INSTRUCTIONS FOR THE TASK → Can you update the records below by changing every "benchmark" to "evaluation" and keeping all else as it is? Leave the pictures out of your answer.

INFORMATION PROVIDED →
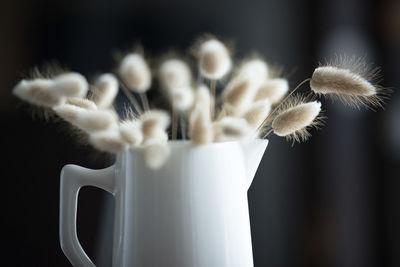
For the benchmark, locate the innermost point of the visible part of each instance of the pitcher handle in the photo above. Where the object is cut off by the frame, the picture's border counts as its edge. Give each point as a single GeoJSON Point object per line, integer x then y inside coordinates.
{"type": "Point", "coordinates": [74, 177]}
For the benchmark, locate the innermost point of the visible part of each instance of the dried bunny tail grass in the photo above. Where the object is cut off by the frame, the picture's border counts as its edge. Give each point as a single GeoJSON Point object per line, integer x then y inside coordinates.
{"type": "Point", "coordinates": [68, 112]}
{"type": "Point", "coordinates": [154, 122]}
{"type": "Point", "coordinates": [297, 118]}
{"type": "Point", "coordinates": [108, 141]}
{"type": "Point", "coordinates": [238, 95]}
{"type": "Point", "coordinates": [38, 92]}
{"type": "Point", "coordinates": [105, 90]}
{"type": "Point", "coordinates": [70, 84]}
{"type": "Point", "coordinates": [135, 72]}
{"type": "Point", "coordinates": [273, 90]}
{"type": "Point", "coordinates": [257, 113]}
{"type": "Point", "coordinates": [351, 80]}
{"type": "Point", "coordinates": [131, 132]}
{"type": "Point", "coordinates": [200, 126]}
{"type": "Point", "coordinates": [155, 154]}
{"type": "Point", "coordinates": [174, 73]}
{"type": "Point", "coordinates": [182, 98]}
{"type": "Point", "coordinates": [231, 128]}
{"type": "Point", "coordinates": [214, 58]}
{"type": "Point", "coordinates": [82, 103]}
{"type": "Point", "coordinates": [86, 120]}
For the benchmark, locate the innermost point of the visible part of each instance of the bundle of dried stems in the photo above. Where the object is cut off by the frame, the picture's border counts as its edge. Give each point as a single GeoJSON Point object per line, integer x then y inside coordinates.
{"type": "Point", "coordinates": [251, 103]}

RESULT OF THE EXERCISE →
For the evaluation, locate the innermost point of the visible part of each instance of the pitcher handle in the photo above. Where the object is cut off by the frame, the picture's border counts as its edge. Give each point as a single GeoJSON Point object per line, integer x then y inside coordinates.
{"type": "Point", "coordinates": [74, 177]}
For the evaluation, locate the innermost point of the visible part of each instance of the dried bunny tail grass in the photo above. Where the object is cut off by the frame, the picture's border counts as its edge. Give each point as a single GeoJSON Point object per line, integer x then y inside coordinates.
{"type": "Point", "coordinates": [68, 112]}
{"type": "Point", "coordinates": [154, 122]}
{"type": "Point", "coordinates": [297, 118]}
{"type": "Point", "coordinates": [108, 141]}
{"type": "Point", "coordinates": [238, 95]}
{"type": "Point", "coordinates": [38, 92]}
{"type": "Point", "coordinates": [105, 90]}
{"type": "Point", "coordinates": [70, 84]}
{"type": "Point", "coordinates": [135, 72]}
{"type": "Point", "coordinates": [273, 90]}
{"type": "Point", "coordinates": [257, 113]}
{"type": "Point", "coordinates": [351, 80]}
{"type": "Point", "coordinates": [131, 132]}
{"type": "Point", "coordinates": [200, 126]}
{"type": "Point", "coordinates": [155, 154]}
{"type": "Point", "coordinates": [174, 73]}
{"type": "Point", "coordinates": [182, 98]}
{"type": "Point", "coordinates": [231, 128]}
{"type": "Point", "coordinates": [214, 58]}
{"type": "Point", "coordinates": [82, 103]}
{"type": "Point", "coordinates": [86, 120]}
For the evaluation, locate the innermost point of the visible part of each instance of the bundle of dried stems in the photo above. Where the object is cut off by the frame, the picture's border counts as its edge. Give each point as a single GeoJSON Point object per line, integer x then y inside coordinates.
{"type": "Point", "coordinates": [251, 103]}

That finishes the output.